··· GIVEN DATA

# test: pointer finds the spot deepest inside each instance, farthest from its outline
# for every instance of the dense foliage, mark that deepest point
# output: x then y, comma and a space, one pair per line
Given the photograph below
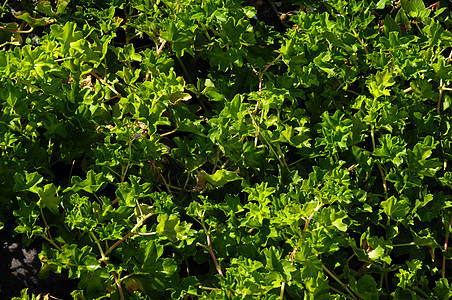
184, 150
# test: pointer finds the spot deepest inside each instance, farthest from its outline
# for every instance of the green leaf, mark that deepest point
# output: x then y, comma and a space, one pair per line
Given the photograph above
221, 177
168, 227
47, 198
394, 208
29, 182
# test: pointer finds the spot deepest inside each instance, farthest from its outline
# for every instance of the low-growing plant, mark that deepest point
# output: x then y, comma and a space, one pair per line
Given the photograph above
184, 150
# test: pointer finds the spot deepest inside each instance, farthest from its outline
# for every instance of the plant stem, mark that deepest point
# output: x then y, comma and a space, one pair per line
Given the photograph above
343, 285
128, 234
383, 177
212, 254
446, 241
184, 69
106, 84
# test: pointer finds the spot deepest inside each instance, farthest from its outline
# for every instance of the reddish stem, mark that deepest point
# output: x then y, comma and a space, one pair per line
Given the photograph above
209, 248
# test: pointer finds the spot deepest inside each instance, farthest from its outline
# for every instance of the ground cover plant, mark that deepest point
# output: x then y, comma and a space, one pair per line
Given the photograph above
185, 150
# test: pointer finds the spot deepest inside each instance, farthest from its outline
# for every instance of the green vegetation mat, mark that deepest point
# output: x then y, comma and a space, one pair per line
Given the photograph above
214, 149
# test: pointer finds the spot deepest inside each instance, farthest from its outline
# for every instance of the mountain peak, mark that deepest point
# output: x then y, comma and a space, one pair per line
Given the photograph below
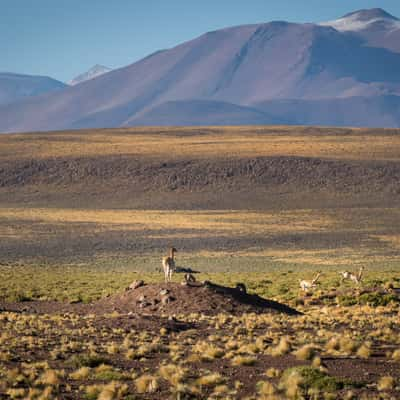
370, 14
91, 73
363, 19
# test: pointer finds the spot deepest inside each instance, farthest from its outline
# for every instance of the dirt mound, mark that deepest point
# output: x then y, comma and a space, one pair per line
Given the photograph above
174, 298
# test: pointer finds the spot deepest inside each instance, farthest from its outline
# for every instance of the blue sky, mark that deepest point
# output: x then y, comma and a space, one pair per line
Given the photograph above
62, 38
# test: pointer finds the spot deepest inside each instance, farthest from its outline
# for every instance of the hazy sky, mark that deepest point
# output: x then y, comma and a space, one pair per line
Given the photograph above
62, 38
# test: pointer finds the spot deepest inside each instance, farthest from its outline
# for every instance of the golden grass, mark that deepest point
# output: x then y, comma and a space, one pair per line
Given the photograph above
213, 142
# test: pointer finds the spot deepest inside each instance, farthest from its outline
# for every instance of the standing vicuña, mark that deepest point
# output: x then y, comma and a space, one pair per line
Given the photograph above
305, 285
169, 264
352, 277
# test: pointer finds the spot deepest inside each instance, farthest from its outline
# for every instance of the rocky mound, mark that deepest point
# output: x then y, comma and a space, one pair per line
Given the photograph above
175, 298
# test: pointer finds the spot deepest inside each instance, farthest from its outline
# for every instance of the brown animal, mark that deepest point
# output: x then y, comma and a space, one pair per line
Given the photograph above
356, 278
168, 263
306, 285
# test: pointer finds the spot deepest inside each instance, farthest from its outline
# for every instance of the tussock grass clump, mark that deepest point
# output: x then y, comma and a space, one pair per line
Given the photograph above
282, 348
273, 373
208, 352
113, 391
16, 393
48, 378
243, 360
79, 374
364, 351
306, 352
210, 380
301, 379
265, 388
88, 360
396, 355
173, 374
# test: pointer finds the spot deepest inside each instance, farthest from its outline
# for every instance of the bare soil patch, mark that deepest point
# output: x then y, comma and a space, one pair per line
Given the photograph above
163, 299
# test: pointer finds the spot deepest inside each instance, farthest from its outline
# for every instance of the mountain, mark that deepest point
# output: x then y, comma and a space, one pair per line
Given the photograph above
14, 87
375, 26
93, 72
372, 111
249, 74
204, 112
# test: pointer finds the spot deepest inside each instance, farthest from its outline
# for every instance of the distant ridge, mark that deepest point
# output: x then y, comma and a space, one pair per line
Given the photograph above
348, 68
15, 87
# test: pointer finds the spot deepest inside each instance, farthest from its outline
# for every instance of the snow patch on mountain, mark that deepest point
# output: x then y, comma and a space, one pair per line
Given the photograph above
359, 21
92, 73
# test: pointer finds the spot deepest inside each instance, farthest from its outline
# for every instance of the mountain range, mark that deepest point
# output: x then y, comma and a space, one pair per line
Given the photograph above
93, 72
341, 72
14, 87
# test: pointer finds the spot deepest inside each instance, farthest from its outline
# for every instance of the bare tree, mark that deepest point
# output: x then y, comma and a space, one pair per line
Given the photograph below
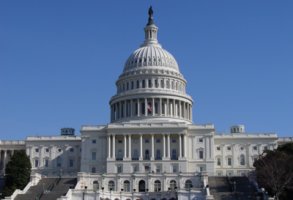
274, 172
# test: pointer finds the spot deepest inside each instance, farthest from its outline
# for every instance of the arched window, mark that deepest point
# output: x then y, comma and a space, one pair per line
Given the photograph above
93, 170
173, 185
188, 184
59, 161
157, 186
162, 83
146, 154
141, 186
219, 161
111, 186
126, 186
242, 159
95, 185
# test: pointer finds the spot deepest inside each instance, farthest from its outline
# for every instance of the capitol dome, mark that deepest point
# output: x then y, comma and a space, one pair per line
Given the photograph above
151, 87
149, 56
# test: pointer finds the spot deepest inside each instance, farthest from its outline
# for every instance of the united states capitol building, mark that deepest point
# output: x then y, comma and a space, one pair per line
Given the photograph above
151, 149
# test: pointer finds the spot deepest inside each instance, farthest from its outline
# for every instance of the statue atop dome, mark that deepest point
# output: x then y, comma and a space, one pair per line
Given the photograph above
151, 18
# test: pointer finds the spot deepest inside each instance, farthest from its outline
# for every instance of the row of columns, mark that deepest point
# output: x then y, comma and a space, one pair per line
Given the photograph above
127, 140
4, 158
151, 107
151, 83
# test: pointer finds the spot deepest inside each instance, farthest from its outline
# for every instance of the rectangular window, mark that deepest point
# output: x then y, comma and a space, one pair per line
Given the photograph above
229, 161
71, 163
36, 163
119, 169
94, 154
158, 168
146, 168
135, 168
219, 162
46, 163
175, 168
200, 154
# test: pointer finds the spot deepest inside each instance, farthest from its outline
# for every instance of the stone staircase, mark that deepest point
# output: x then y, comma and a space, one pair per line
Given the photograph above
222, 188
48, 189
244, 189
60, 189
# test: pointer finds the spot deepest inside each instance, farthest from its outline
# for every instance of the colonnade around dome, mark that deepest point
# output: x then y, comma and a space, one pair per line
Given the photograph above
154, 107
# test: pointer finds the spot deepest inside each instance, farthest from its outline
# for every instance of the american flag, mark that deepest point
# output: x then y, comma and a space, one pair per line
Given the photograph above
150, 107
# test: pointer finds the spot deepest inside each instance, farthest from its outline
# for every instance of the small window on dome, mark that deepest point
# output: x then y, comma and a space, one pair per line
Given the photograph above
162, 83
150, 83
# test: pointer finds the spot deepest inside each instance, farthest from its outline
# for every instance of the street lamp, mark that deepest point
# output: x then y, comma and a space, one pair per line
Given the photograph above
121, 194
133, 193
102, 192
147, 193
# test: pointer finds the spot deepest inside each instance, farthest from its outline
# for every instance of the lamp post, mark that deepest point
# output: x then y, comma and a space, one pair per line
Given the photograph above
121, 194
102, 192
176, 193
147, 193
133, 194
110, 193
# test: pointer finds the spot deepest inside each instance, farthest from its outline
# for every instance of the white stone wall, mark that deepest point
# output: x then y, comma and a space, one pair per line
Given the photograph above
235, 153
54, 156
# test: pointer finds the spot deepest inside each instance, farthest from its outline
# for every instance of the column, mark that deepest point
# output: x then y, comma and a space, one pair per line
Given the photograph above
109, 146
247, 155
190, 112
164, 146
140, 143
180, 109
131, 108
153, 106
125, 146
167, 111
184, 146
138, 108
145, 106
168, 146
206, 148
180, 147
113, 147
4, 161
129, 146
153, 148
160, 107
125, 109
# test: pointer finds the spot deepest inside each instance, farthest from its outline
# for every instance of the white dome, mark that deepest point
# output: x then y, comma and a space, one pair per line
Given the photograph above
150, 56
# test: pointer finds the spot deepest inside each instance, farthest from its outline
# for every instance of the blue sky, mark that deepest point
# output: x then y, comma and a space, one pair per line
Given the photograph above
59, 61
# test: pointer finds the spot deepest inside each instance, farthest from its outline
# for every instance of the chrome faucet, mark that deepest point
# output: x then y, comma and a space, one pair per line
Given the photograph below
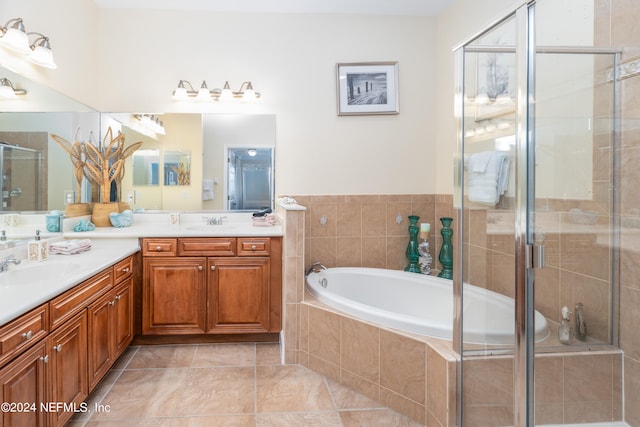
212, 220
4, 264
316, 267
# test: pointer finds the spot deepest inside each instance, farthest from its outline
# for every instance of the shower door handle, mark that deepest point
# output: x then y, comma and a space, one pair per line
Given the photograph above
535, 256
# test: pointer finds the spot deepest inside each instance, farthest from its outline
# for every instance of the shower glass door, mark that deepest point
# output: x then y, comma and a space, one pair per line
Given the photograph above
535, 199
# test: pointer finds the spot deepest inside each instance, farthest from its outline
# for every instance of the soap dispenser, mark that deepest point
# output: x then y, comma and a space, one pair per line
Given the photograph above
37, 249
565, 331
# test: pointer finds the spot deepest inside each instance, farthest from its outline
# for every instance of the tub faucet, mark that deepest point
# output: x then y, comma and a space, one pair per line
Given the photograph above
4, 264
316, 267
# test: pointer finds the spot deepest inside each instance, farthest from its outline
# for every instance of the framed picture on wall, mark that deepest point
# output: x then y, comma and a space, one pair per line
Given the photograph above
367, 88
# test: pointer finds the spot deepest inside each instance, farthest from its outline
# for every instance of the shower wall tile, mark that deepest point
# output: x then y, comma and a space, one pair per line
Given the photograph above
632, 390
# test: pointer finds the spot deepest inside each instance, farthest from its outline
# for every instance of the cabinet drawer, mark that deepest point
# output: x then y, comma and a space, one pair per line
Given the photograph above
122, 269
217, 246
73, 301
159, 247
23, 331
254, 246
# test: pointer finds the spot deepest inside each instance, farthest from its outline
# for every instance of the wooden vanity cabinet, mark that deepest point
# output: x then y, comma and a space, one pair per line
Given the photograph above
25, 380
68, 367
110, 323
174, 296
217, 285
56, 353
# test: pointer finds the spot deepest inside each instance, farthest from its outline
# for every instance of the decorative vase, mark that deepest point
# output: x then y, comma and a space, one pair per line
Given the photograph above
101, 211
77, 209
446, 251
412, 248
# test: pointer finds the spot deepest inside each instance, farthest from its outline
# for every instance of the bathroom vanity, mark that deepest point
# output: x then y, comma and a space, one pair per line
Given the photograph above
211, 285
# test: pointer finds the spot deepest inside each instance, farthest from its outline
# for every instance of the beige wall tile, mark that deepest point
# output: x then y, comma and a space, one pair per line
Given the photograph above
403, 365
360, 350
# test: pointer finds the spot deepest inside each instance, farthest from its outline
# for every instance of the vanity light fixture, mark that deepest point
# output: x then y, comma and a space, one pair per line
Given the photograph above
8, 91
185, 92
14, 37
41, 53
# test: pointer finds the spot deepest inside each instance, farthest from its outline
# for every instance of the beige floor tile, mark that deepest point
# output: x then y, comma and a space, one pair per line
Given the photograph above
346, 398
215, 421
291, 388
319, 419
148, 393
268, 354
224, 355
159, 422
218, 390
376, 418
162, 356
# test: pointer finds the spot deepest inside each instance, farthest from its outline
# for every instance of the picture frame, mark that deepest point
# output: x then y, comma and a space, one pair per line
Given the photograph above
365, 88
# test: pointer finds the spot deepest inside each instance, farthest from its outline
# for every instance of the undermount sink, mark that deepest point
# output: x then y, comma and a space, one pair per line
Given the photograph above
209, 228
30, 273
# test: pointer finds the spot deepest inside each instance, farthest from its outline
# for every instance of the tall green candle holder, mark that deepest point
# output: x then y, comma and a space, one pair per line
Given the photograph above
446, 251
412, 248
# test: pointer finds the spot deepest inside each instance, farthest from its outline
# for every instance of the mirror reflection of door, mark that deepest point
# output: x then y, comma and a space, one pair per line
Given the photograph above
249, 178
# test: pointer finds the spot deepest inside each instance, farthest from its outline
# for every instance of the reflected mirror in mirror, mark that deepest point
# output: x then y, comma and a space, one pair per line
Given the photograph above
249, 178
177, 168
30, 184
146, 167
200, 142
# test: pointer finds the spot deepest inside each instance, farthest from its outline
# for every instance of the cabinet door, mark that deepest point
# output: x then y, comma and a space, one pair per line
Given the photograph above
68, 365
23, 382
101, 338
123, 316
173, 296
238, 295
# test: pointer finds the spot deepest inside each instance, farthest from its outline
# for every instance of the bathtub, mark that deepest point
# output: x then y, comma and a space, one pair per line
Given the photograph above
419, 303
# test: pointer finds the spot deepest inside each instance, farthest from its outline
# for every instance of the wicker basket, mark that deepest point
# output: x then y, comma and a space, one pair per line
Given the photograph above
101, 211
77, 209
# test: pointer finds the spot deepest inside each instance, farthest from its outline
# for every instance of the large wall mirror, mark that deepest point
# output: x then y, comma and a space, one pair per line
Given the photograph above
211, 162
36, 173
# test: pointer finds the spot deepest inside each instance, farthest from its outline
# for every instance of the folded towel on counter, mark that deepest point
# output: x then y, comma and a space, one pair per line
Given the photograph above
488, 176
267, 220
70, 247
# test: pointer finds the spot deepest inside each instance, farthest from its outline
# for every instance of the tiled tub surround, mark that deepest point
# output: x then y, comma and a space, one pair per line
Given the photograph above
568, 390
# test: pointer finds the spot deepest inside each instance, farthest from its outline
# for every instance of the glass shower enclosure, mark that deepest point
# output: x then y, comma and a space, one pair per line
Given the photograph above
21, 178
536, 210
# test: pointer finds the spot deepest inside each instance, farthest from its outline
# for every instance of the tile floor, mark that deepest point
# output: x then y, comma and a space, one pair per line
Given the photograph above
226, 385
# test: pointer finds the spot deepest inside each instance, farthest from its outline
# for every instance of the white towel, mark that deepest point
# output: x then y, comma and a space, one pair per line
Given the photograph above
207, 189
70, 247
488, 176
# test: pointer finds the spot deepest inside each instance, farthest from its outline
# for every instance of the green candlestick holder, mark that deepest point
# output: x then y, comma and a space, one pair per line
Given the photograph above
446, 251
412, 248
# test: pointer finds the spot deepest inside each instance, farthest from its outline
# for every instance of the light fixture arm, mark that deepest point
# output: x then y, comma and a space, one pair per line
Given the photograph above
5, 82
18, 24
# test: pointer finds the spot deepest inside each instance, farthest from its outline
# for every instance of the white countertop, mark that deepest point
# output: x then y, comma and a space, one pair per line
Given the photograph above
190, 225
18, 298
109, 245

······

* TASK BRIEF *
Pick out each line in the records above that contains the word "wall", and copy those lines out.

* TASK SOLUTION *
# for every instance of the white stone wall, mark that deepest point
# for every instance of the framed picture on wall, mark that deepest point
# for every instance of the shower wall tile, mark that deepest point
# for every instance of the beige wall tile, mark that deepest point
# for every instance of the large wall mirror, mark that deepest point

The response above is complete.